[Records from a collection]
------

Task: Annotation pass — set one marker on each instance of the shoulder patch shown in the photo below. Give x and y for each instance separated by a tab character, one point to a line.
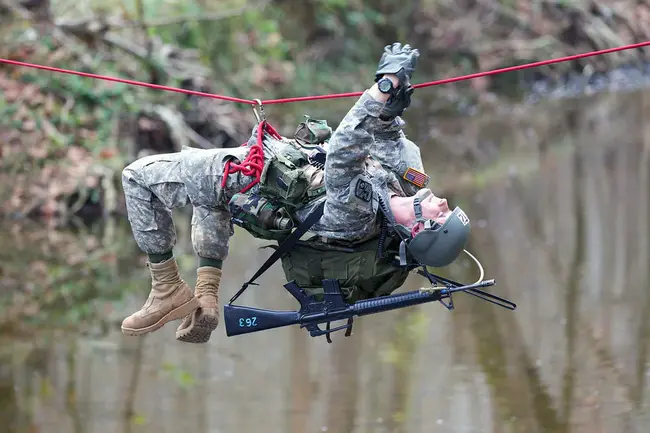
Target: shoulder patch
416	177
363	190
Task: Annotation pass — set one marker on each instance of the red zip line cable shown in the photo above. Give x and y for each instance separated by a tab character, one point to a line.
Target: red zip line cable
253	164
330	96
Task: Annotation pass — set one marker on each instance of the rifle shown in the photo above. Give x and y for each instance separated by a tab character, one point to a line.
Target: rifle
244	320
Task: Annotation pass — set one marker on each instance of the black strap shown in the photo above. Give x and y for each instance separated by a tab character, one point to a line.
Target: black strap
285	246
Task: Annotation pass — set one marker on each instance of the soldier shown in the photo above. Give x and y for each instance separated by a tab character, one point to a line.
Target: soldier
368	156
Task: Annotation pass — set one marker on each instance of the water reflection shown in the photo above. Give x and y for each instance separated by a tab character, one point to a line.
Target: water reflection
561	222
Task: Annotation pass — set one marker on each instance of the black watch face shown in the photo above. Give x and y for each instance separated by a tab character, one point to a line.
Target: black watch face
385	85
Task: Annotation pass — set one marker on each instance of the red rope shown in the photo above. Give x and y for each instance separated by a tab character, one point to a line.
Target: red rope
253	164
331	96
125	81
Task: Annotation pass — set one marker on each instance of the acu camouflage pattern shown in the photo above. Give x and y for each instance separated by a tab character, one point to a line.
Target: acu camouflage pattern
156	184
364	155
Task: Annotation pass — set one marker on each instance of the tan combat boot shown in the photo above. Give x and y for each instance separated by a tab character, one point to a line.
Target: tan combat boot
170	299
198	326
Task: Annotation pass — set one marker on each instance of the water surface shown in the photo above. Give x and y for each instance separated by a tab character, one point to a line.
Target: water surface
558	194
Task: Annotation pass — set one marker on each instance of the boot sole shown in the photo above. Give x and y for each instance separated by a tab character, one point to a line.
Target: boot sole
177	313
199	330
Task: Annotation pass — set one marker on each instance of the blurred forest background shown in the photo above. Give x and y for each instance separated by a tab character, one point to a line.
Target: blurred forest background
547	162
64	139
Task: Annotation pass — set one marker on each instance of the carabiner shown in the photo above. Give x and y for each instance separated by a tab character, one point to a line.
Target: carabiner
259	116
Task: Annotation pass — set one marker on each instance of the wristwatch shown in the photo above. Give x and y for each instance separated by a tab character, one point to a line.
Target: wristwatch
385	85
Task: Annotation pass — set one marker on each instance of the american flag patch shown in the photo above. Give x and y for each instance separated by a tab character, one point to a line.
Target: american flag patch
416	177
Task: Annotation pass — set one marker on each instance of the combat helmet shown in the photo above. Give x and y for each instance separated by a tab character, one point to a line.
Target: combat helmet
437	245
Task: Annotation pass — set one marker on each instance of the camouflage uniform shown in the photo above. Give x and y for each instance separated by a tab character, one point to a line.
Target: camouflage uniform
358	151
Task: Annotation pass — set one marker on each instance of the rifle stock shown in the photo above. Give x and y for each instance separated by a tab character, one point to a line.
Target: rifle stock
245	320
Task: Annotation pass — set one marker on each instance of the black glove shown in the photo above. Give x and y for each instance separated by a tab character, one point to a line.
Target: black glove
399	60
397	103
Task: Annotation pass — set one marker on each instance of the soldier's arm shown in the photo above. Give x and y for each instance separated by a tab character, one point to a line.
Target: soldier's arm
351	141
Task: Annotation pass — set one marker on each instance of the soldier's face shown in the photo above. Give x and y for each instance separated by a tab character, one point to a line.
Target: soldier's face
433	208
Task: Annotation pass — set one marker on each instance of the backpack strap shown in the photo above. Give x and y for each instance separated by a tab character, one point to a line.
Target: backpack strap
285	246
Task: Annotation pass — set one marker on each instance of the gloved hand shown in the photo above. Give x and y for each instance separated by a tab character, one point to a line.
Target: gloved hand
399	60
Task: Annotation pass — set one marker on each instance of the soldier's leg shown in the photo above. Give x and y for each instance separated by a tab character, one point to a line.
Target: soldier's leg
211	232
153	186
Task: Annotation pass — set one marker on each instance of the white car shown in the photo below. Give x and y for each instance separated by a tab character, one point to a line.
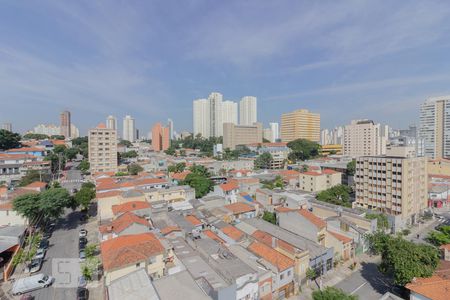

------

## Work instructions
Retype every entry verbatim and exclude the pictures from the copy.

## Task response
Task: Annotation pass — set one marker on each instance of the shoulder patch shown in the photo below. Give x and y for each instance separated by a tab character, one point to a line.
Target: shoulder patch
416	177
363	190
Task: Annotation pass — set one marker on each instance of the red zip line cable shown in the photo above. Give x and y for each instance separated by a tab character, one point to a line.
Target: red zip line cable
253	164
330	96
Task: Annotation pass — set one marker on each instance of the rifle shown in the photo above. Give x and y for each instance separated by a tab character, one point to a line.
Target: rifle
244	320
Task: Annotation pass — set one marker on each instance of the black strap shown in the photo above. Give x and y for each instance separated by a tab character, one point to a line.
Target: black strap
285	246
Task: Annotation pass — set one marker on each instance of the soldier shown in the photo above. Give x and y for each instance separated by a tab character, one point to a line.
Target: soldier
368	156
Task: Annotation pass — set one marker on each instance of the water reflection shown in the photo above. Give x and y for each instance separated by a tab character, one point to a line.
Target: water reflection
561	222
Task: Annotation pass — set one marker on each instance of the black watch face shown in the photo above. Give x and y for each instance separated by a tab character, one point to a line.
Target: black watch face
385	85
Task: Annotation pass — set one marker on each instance of the red rope shown in the photo above. Give x and y for each instance separated by a tab character, one point to a line.
Target: red rope
253	164
331	96
125	81
Task: Annotation pass — set one marker on each instance of the acu camouflage pattern shown in the photo above. Give x and y for each instance separated by a tab character, one point to a line.
Target: acu camouflage pattern
156	184
364	155
Task: Annotation pass — set one marker on each instance of the tan combat boot shown in the photo above. Give x and y for each instance separated by a tab character, one point to a line.
Target: tan combat boot
170	299
198	326
Task: Annotation pass — set one marker on each instance of the water surface shown in the photo above. Give x and y for each instance separated by a tab character, one point to a line.
Target: water surface
558	194
Task: Annotation pass — set one marker on each instance of the boot sole shown in the photo above. Give x and y for each instance separated by a tab character, one point to a line.
Target: boot sole
177	313
199	330
Task: Annotation pass — set one marker on each instance of the blurred forest background shown in the photo above. Give x and y for each instance separated by a tab character, one point to a line.
Target: blurred forest background
547	162
64	139
Task: Annotation pass — set one marker on each instance of the carabiner shown in the photo above. Give x and y for each instance separated by a tab character, one point to a line.
Target: carabiner
259	116
Task: Annotation pass — set one marker on each instance of the wristwatch shown in the photo above. Give x and y for each instance separated by a tab character, one point to a line.
Target: wristwatch
385	85
Task: Annotation pass — set one marker on each instance of the american flag patch shown in the photo above. Give x and y for each instance separated by a tab character, one point to a line.
Target: american flag patch
416	177
Task: Annotation pass — set one marker on each instance of the combat helmet shown in the photo above. Give x and y for each instance separated by a tab character, one point to a line.
Target: combat helmet
437	245
Task: Annotation pass — set one marker on each instance of the camouflage uniform shown in the photo above. Give x and y for each instance separated by a tab character, one point to a line.
Target: camouflage uniform
358	151
Task: Annotation pass — set one marker on each instance of the rifle stock shown in the photo above. Give x and y for each instance separated by a tab character, one point to a line.
Target: rifle stock
245	320
Task: Annotation pass — set one marker on each instance of the black glove shown in the photo above. Give x and y for each instance separated by a tab character, one point to a line.
Target: black glove
399	60
397	103
Task: Annotation pass — set one marker on each instance of the soldier's arm shown in the photo above. Give x and y for each instance separated by a tab character, one point to a line.
Target: soldier's arm
351	141
Task: Annotation pass — set one marker on each instance of the soldier's face shown in the photo above. Give x and y for each instance separated by a tab character, one point to a line.
Target: soldier's face
433	208
Task: Annotation pass — set one marker on each instance of the backpack strap shown in the photo above. Give x and y for each instance separated by a tab character, one point to a line.
Target: backpack strap
285	246
Task: Annotation pass — set one marker on each instance of the gloved hand shown in the photo above. Give x and y for each instance separated by a tab character, one point to a line.
Target: gloved hand
399	60
Task: Annotation pass — set one marker on each instance of the soldier's leg shown in the photo above. Give x and y for each instance separated by a tab character, one point to a line.
Target: soldier's leg
211	232
153	186
Task: Annotation pass — set one marker on each instance of the white car shown in the photo below. Give x and y for each instance separated by a tab character, one point to a line.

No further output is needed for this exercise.